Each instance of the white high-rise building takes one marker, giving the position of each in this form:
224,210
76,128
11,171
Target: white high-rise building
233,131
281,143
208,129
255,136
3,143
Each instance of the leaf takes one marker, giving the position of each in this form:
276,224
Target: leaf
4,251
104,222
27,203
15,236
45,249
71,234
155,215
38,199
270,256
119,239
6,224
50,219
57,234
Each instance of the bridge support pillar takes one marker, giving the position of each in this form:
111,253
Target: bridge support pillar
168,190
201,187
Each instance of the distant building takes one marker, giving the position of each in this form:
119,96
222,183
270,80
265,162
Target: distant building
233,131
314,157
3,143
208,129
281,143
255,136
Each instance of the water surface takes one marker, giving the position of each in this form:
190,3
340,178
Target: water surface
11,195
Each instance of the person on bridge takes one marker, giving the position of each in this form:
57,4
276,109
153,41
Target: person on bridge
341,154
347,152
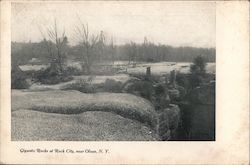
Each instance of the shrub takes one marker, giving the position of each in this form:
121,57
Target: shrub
18,79
72,71
198,71
112,86
82,86
141,88
51,76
^^^^^^^^
> _Work instruction_
An answer is complete only when it holds every line above containing the string "each".

> _Response area_
Each instance of the white high-rise building takes one marker, giving the position of each in this form:
Each instance of the leaf takes one marker, giving the position of each in this form:
Each instance of the bridge support pillar takes one marker, giving the position of each in this form:
Each instance of the distant building takes one marker, giving the position of each in this form:
Each instance of the water surface takes one marker, giving the position of each in this form:
Each instance of the person on bridge takes one marker, giving the position of each in this form:
Each instance of the shrub takes one marker, giving the position of each in this form:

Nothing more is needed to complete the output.